** Start of Document section **

In Woodruff v. Riley, supra, 78 Conn.App. 472, the court noted that, even if the defendant had a good defense of improper service, the motion to open would not be set aside because she failed to satisfy the second prong of the test. The defendant had "acknowledge her handwriting on the postal service receipt but gave the notice unopened to her husband from whom she was separating." The court held that "the defendant failed to appear and to defend against the action due to negligence, which was [a] sufficient reason to deny the motion to open the judgment . . ." In Bank of Boston Connecticut v. Kershnar, Superior Court, judicial district of New Haven at Meriden, Docket No. CV 92 0241050 (Aug. 28, 2006, Taylor, J.) ( 42 Conn. L. Rptr. 9), the court noted that the Supreme Court had indicated in Wilkinson v. Boats Unlimited, Inc., supra, 236 Conn. 78 that a defendant's "inequitable delay in filing a motion to open judgment is a ground for denying the motion despite a defendant's claim of lack of personal jurisdiction." Based on this precedent, the court in Bank of Boston held that because the defendant had waited five years after receiving actual notice of the judgment to file his motion to open, the court could see "no equitable reason to open the judgment, notwithstanding the defendant's allegation of lack of personal jurisdiction."

In Jackson v. Bridgeport, supra, Docket No. CV 97 0347984, a case involving a judgment of default and a motion to dismiss, the defendant, Professional Service Group (PSG), moved to set aside the default entered against it on October 17, 2003 and the subsequent judgment as a result of the default, and further moved to dismiss the complaint against it. The defendant therein argued that the court lacked personal jurisdiction over it because the plaintiff never effectuated proper service of process upon the defendant. In resolving the motion to open, the court stated, "[n]ormally, the court would first address PSG's motion to open the default judgment of October 17, 2003 before addressing the issues in the motion to dismiss. To open the default, however, the court must determine if PSG was prevented from asserting a valid defense and was prevented from doing so because of mistake, accident or reasonable cause, other than negligence." Therefore, the court addressed the merits of the motion to open the default judgment and the motion to dismiss in a concurrent, simultaneous analysis.

The court in Jackson stated that the "record establishe[d] that PSG never received a copy of the writ, summons and complaint and was not aware of the pending action and the subsequent jury trial which resulted in the judgment against PSG in the amount of $50,000. In determining this the court [found that] the failure to assert this defense was not the result of negligence on the part of PSG. The motion to [open] or set aside the default judgment dated July 20, 2007 was timely filed in that plaintiff's counsel notified PSG of the $50,000 jury verdict or about June 14, 2007, by writing to the President of PSG, at PSG's principal office in Houston, Texas, in an attempt to collect the $50,000 verdict. As stated, to obtain relief from a judgment rendered after a default, two things must concur. There must be a showing that (1) a good defense, the nature of which must be set forth, existed at the time judgment was rendered, and (2) the party seeking to set aside the judgment was prevented from making that defense because of mistake, accident or other reasonable cause. Since the conjunctive `and' meaning `in addition to' is employed between the parts of the two-prong test, both tests must be met." (Internal quotation marks omitted.) Jackson v. Bridgeport, supra, Superior Court Docket No. CV 97 0347984. The court concluded that PSG satisfied the first prong of the necessary test based on the plaintiff's failure to serve PSG in accordance with General Statutes § 33-929. "PSG therefore was prevented from appearing and asserting a valid defense to the claims of the plaintiff." Further, since the default judgment was more than five years old, the court opened the judgment under its inherent authority.

** End of Document section **

Problems –
1/ Please list every case name cited in the passage on opening default judgments.
2/ Carry on the passage on opening default judgments, starting after its final sentence.

** Start of Data lines **

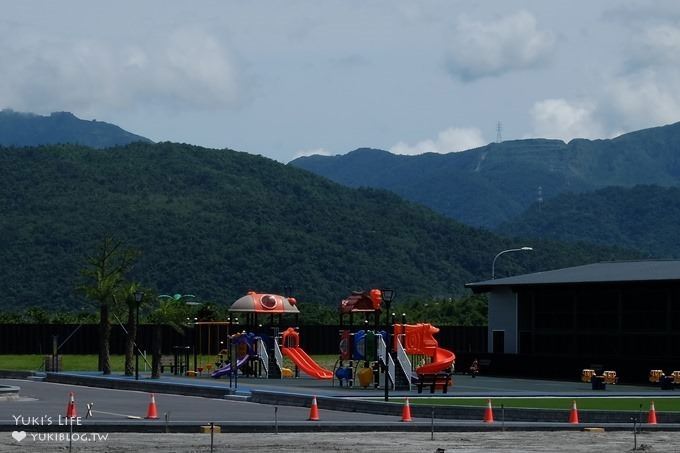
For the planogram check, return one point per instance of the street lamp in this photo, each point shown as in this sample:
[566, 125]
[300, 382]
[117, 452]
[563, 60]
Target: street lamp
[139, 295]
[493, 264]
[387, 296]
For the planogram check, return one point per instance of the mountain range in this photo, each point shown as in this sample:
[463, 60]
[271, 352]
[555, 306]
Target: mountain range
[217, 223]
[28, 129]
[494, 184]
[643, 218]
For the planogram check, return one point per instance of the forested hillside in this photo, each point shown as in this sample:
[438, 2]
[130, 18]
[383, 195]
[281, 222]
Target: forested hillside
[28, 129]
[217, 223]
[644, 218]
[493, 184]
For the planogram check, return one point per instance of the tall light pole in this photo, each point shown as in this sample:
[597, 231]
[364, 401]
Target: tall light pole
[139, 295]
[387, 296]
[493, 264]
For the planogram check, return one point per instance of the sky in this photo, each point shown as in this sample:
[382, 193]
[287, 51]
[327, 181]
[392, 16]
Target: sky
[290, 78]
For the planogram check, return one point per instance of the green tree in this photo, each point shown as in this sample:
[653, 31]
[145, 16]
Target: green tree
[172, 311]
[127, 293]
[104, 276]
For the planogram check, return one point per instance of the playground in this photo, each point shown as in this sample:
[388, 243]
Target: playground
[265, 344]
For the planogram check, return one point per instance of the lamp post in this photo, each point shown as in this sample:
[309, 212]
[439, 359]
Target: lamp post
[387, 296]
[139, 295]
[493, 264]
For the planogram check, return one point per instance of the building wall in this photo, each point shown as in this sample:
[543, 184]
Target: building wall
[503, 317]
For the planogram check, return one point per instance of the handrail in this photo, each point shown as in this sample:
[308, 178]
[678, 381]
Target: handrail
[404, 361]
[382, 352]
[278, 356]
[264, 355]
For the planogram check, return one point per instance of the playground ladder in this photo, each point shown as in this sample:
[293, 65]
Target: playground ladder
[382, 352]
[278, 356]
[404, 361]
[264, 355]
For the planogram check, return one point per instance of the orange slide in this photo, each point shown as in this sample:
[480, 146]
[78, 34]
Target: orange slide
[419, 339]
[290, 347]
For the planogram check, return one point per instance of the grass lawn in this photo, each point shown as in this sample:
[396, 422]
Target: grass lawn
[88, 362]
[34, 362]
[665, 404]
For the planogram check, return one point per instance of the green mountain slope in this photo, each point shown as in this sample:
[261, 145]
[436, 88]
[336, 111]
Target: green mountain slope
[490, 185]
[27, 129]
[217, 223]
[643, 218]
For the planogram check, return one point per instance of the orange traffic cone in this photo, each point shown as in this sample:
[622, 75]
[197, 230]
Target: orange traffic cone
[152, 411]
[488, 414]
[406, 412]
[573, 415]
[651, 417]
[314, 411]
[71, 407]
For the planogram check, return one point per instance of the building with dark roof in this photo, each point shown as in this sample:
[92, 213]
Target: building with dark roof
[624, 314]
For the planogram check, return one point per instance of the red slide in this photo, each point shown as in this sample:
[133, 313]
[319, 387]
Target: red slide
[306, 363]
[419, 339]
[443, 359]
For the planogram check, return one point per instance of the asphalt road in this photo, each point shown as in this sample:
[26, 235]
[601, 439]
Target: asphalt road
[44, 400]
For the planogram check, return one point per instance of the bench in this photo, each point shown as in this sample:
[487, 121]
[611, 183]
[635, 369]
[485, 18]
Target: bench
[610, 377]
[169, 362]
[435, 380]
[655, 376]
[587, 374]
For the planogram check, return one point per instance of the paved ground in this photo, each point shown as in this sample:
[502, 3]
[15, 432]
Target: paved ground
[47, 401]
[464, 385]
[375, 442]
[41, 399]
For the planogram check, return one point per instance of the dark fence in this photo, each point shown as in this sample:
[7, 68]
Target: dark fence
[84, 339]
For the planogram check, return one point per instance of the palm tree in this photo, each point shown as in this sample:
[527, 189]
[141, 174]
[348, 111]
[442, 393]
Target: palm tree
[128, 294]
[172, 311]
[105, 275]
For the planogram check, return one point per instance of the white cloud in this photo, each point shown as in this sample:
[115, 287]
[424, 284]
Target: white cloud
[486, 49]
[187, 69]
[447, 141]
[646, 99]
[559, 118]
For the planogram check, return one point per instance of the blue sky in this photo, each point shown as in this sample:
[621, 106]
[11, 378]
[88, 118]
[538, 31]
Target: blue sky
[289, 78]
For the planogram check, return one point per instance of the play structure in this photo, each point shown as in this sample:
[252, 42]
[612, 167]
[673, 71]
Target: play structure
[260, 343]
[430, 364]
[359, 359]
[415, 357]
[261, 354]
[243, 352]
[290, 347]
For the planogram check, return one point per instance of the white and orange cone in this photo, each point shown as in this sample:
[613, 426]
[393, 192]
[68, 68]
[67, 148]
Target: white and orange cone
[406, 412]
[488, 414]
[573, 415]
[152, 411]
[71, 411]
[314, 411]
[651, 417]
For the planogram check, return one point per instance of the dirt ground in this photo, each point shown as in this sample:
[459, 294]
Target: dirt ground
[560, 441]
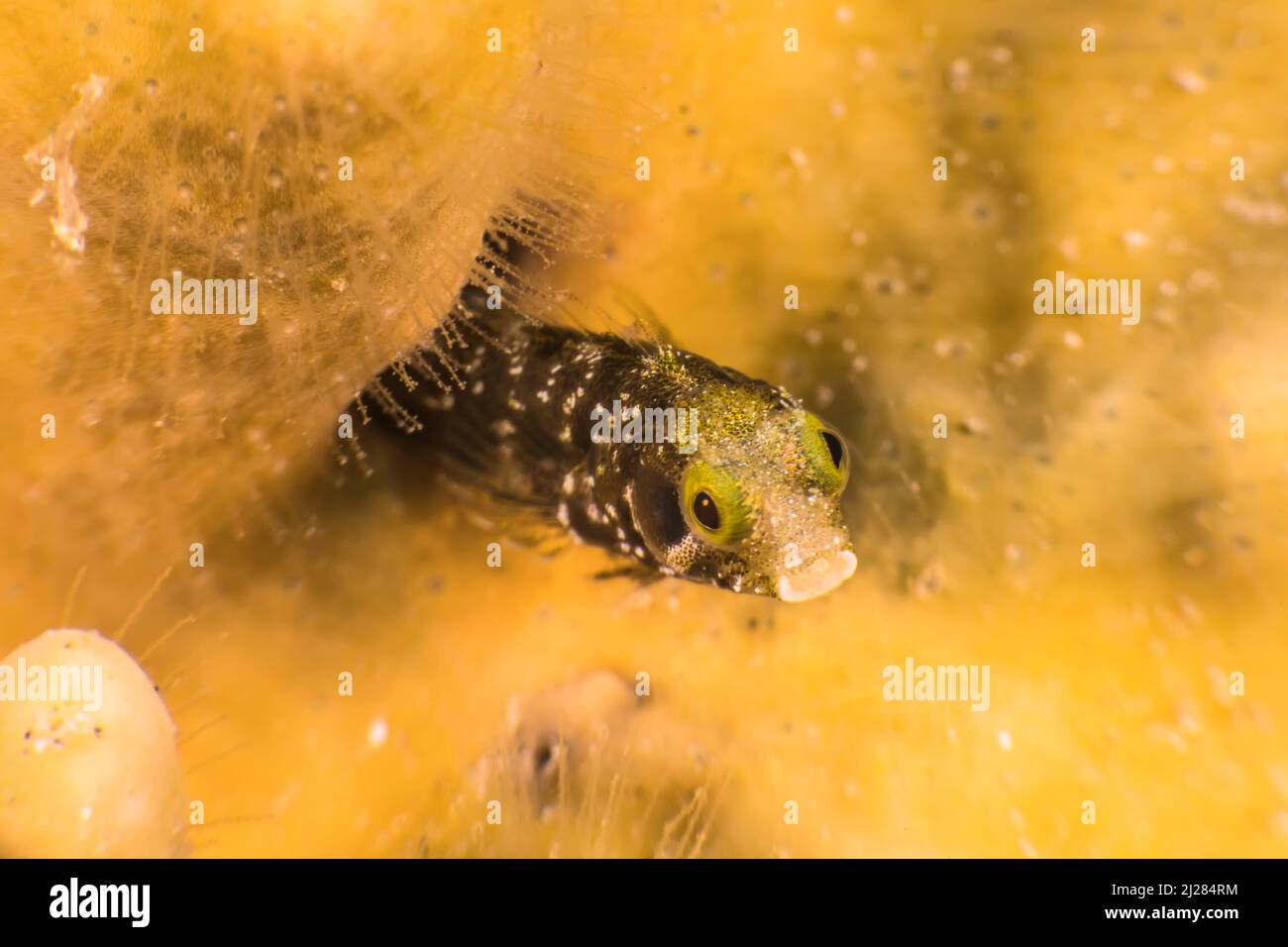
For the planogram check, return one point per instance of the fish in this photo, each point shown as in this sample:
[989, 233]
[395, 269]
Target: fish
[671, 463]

** End of Data lines **
** Start of Data lines **

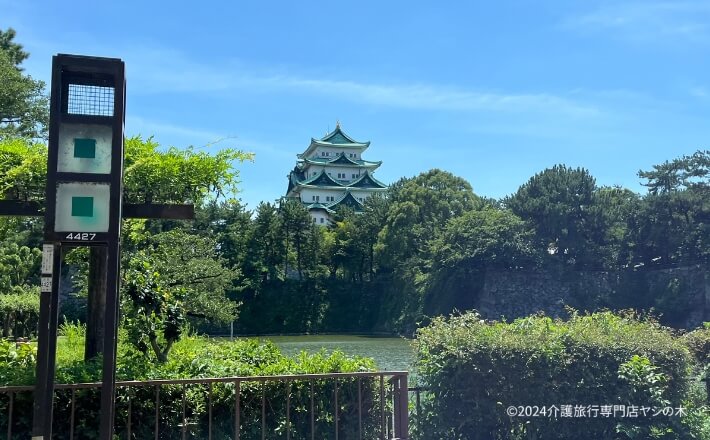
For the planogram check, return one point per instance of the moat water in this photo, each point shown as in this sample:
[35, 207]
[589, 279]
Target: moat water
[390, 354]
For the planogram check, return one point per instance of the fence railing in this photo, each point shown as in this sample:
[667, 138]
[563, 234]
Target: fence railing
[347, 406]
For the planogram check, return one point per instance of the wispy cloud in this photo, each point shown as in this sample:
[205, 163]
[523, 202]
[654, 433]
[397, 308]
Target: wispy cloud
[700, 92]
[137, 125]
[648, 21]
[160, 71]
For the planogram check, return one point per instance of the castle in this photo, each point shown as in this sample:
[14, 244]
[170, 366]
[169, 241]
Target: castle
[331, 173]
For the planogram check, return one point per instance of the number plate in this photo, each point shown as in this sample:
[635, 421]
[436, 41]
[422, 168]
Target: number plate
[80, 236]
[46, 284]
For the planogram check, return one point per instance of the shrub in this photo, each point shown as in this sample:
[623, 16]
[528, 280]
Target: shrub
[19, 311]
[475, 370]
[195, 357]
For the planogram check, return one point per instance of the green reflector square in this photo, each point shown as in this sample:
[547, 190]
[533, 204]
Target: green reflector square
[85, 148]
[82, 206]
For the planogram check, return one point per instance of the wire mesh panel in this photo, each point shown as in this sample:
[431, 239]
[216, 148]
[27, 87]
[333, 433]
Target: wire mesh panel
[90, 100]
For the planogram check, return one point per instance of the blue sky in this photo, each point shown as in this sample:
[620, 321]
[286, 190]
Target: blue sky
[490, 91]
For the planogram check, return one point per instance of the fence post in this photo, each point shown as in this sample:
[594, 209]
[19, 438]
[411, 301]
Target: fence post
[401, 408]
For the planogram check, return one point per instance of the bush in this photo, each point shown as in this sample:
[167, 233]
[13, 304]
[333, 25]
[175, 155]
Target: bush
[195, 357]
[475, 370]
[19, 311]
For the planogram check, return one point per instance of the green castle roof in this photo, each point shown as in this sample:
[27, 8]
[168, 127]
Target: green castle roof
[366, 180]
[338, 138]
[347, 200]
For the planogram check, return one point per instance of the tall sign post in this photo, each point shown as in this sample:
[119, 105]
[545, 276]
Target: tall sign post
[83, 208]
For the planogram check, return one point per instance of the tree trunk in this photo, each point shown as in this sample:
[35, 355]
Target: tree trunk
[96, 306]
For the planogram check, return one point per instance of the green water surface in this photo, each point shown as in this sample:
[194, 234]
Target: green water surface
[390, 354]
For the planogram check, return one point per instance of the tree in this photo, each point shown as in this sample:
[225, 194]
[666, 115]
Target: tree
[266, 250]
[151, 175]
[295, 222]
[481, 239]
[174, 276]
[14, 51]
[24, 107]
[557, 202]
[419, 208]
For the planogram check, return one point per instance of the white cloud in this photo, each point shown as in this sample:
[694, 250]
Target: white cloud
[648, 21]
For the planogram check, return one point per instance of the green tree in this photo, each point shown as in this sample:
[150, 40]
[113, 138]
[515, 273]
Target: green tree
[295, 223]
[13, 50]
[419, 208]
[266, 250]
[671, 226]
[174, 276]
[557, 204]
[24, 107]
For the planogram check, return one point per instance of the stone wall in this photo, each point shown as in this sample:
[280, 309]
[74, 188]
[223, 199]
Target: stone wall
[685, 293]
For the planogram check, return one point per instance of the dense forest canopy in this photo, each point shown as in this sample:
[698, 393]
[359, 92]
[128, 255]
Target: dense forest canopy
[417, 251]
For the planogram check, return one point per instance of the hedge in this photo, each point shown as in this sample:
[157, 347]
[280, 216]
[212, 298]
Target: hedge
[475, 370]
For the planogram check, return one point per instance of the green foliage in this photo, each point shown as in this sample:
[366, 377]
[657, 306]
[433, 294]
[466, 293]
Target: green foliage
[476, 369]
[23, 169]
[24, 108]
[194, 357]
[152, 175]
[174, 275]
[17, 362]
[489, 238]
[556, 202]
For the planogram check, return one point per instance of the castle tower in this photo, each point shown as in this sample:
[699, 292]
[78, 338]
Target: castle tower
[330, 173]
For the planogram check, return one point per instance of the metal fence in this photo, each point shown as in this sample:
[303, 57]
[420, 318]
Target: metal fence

** End of Data lines **

Responses to the exercise –
1/
Woodruff v. Riley
Bank of Boston Connecticut v. Kershnar
Wilkinson v. Boats Unlimited, Inc.
Jackson v. Bridgeport

2/
Other cases that have examined whether good cause existed in the Superior Court include Charbonneau v. Charbonneau, Superior Court, judicial district of Putnam, Docket No FA 97 0056898 (November 24, 1997, Potter, J.) (20 Conn. L. Rptr 696), in which the court denied the motion to open because the defendant had actual notice of the dissolution action, despite the defective abode service and Angiolillo v. Tradesource, Inc., Superior Court, complex litigation docket at Stamford, Docket No. X08 CV 03 4000294 (February 6, 2008, Jennings, J.) in which the court determined that the negligence of the defendant's prior counsel in failing to appear at trial and negligence of his new counsel in failing to enter an appearance did not constitute good cause to open the default judgment.

In the present case, even if the defendant could satisfactorily establish that he had a valid defense, the court must find that the defendant was prevented by reasonable cause from asserting his defense. As set forth in his affidavit, the defendant received service though the mail, and "[o]n advice of counsel," chose not to respond, "as the Connecticut state court does not have personal jurisdiction over me." Instead, as pointed out by the plaintiff in his objection, the defendant, through New York counsel, Attorney McKenna, in an ex parte communication to the court, sent a "Request for Adjournment" to the court; this request was neither certified to opposing counsel nor was it accepted by the clerk's office, as it was unaccompanied by any appearance of counsel. That "Request for Adjournment," improper as it was, established that the defendant was aware of the March 2, 2009 hearing date, as did the accompanying letter from Attorney McKenna.

The court informed plaintiff's counsel of the "Request for Adjournment" on the record, at the March 2, 2009 hearing.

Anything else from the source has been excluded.